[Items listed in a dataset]

● ● ● ●

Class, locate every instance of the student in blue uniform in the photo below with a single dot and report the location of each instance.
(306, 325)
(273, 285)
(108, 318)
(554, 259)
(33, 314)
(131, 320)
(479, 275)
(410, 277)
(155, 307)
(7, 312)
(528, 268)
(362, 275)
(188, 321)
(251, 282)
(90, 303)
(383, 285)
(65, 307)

● ● ● ●

* **Exercise goal**: All the data above is to be given again, exactly.

* **Exercise solution**:
Class, locate every instance of the student in blue uniform in the photo below with a single dot and report the location of each instance.
(306, 325)
(273, 285)
(108, 318)
(554, 259)
(33, 314)
(131, 320)
(479, 275)
(410, 277)
(155, 307)
(7, 312)
(528, 268)
(362, 275)
(188, 321)
(251, 282)
(90, 303)
(383, 285)
(65, 307)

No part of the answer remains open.